• Data extract
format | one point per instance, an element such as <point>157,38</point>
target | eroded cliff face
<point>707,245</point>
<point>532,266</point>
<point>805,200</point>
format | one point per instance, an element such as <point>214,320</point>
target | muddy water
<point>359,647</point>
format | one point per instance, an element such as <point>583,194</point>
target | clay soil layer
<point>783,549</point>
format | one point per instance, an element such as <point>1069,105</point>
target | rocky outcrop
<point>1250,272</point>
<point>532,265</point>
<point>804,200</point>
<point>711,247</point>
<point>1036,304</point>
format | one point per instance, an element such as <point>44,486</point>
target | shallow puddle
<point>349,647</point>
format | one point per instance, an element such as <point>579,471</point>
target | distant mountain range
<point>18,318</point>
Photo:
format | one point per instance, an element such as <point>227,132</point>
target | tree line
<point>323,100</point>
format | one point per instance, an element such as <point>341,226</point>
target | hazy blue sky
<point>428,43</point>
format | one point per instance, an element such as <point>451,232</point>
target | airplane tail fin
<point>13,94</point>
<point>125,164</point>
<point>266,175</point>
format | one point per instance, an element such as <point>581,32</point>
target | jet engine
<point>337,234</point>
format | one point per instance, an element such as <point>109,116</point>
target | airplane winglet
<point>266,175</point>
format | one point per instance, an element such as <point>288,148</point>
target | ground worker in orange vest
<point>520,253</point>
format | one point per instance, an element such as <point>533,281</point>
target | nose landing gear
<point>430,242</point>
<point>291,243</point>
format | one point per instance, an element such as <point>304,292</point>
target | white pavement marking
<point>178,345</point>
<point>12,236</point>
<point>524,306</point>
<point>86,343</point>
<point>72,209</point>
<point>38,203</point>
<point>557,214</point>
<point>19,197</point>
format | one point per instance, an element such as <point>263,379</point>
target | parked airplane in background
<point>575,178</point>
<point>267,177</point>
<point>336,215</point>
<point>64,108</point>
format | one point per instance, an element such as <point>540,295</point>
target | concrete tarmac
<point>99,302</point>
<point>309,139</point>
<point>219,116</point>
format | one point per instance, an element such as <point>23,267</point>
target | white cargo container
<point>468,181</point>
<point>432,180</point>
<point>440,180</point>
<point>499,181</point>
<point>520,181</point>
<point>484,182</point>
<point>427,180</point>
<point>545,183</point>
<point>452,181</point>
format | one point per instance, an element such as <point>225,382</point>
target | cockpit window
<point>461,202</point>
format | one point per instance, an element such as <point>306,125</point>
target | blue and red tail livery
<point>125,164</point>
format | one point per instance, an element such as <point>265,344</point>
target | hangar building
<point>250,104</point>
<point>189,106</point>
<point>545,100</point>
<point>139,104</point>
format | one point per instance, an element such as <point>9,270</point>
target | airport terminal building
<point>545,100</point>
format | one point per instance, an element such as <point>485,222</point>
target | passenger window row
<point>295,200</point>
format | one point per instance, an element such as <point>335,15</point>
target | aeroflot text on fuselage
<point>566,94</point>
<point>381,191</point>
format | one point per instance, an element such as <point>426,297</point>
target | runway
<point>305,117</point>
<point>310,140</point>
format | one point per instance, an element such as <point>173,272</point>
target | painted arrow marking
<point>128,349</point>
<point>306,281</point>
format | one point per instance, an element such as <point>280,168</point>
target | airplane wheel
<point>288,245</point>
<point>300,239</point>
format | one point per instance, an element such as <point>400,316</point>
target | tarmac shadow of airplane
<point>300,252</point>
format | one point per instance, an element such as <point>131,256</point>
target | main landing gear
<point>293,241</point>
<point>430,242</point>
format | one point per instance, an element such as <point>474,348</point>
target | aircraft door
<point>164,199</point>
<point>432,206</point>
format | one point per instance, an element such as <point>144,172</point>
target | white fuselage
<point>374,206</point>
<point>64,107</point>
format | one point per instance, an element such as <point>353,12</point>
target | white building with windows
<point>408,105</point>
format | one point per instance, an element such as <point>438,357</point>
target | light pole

• About this task
The answer consists of the whole listing, restated exactly.

• Written answer
format | one point per instance, an element such as <point>157,38</point>
target | eroded cliff face
<point>707,245</point>
<point>532,266</point>
<point>805,200</point>
format | one point per instance, an element such as <point>214,320</point>
target | muddy water
<point>359,647</point>
format | one point per instance, an element such as <point>583,194</point>
target | clay soil layer
<point>783,549</point>
format | one point per instance, an element such as <point>1069,105</point>
target | rocky outcrop
<point>1250,272</point>
<point>532,265</point>
<point>804,200</point>
<point>711,247</point>
<point>1036,304</point>
format | one point per instance, an element such as <point>44,486</point>
target | shallow puddle
<point>349,647</point>
format | one point per instance, an element such as <point>579,471</point>
target | distant mountain range
<point>18,318</point>
Photo:
format | one point per instance, an element such as <point>227,132</point>
target | tree line
<point>323,100</point>
format | one point per instance, an element such as <point>341,226</point>
target | hazy blue sky
<point>428,43</point>
format | one point per instance, an element such as <point>451,232</point>
target | airplane tail fin
<point>13,94</point>
<point>125,164</point>
<point>266,175</point>
format | one point per instance, an element such as <point>581,32</point>
target | jet engine
<point>337,234</point>
format | one point per instance, an element such as <point>109,116</point>
target | airplane winglet
<point>266,175</point>
format | one point per instance, an element such as <point>288,148</point>
target | ground worker in orange vest
<point>520,253</point>
format | one point per instance, an element such as <point>533,281</point>
target | nose landing gear
<point>430,242</point>
<point>291,243</point>
format | one point per instance, an element such as <point>304,292</point>
target | white pavement marking
<point>178,345</point>
<point>12,236</point>
<point>524,306</point>
<point>86,343</point>
<point>72,209</point>
<point>38,203</point>
<point>557,214</point>
<point>19,197</point>
format | one point per instance, an element such as <point>263,379</point>
target | parked airplane in background
<point>575,178</point>
<point>267,177</point>
<point>336,215</point>
<point>64,108</point>
format | one point per instance, an element such as <point>540,295</point>
target | concrete tarmac
<point>99,302</point>
<point>309,139</point>
<point>219,116</point>
format | one point per instance, an element such as <point>23,267</point>
target | white cargo container
<point>468,181</point>
<point>432,180</point>
<point>440,180</point>
<point>499,181</point>
<point>520,181</point>
<point>484,182</point>
<point>427,180</point>
<point>545,183</point>
<point>452,181</point>
format | one point per instance, an element such as <point>225,382</point>
target | cockpit window
<point>461,202</point>
format | one point per instance, an element such as <point>306,125</point>
target | blue and red tail livery
<point>125,164</point>
format | one point per instance, an element such as <point>265,344</point>
target | hangar building
<point>250,104</point>
<point>189,106</point>
<point>545,100</point>
<point>139,104</point>
format | one point per instance, an element such as <point>9,270</point>
target | airport terminal building
<point>545,100</point>
format | one point per instance, an element such as <point>485,222</point>
target | passenger window row
<point>295,200</point>
format | one point per instance, an element such as <point>335,15</point>
target | aeroflot text on fuselage
<point>566,94</point>
<point>381,191</point>
format | one point per instance, an element such as <point>426,297</point>
target | runway
<point>305,117</point>
<point>310,140</point>
format | one point per instance, an element such as <point>173,272</point>
target | painted arrow marking
<point>128,349</point>
<point>306,281</point>
format | one point per instance, an element such as <point>280,168</point>
target | airplane wheel
<point>288,245</point>
<point>300,239</point>
format | one point per instance, an element such as <point>400,316</point>
target | tarmac shadow of airplane
<point>300,252</point>
format | one point per instance, an element such as <point>131,256</point>
target | main landing gear
<point>293,241</point>
<point>430,242</point>
format | one point per instance, an element such as <point>474,348</point>
target | aircraft door
<point>164,199</point>
<point>432,206</point>
format | one point per instance, an element such as <point>144,172</point>
target | white fuselage
<point>374,206</point>
<point>64,107</point>
format | one point per instance, an element such as <point>353,12</point>
target | white building with windows
<point>408,105</point>
format | one point per instance, an element such as <point>438,357</point>
target | light pole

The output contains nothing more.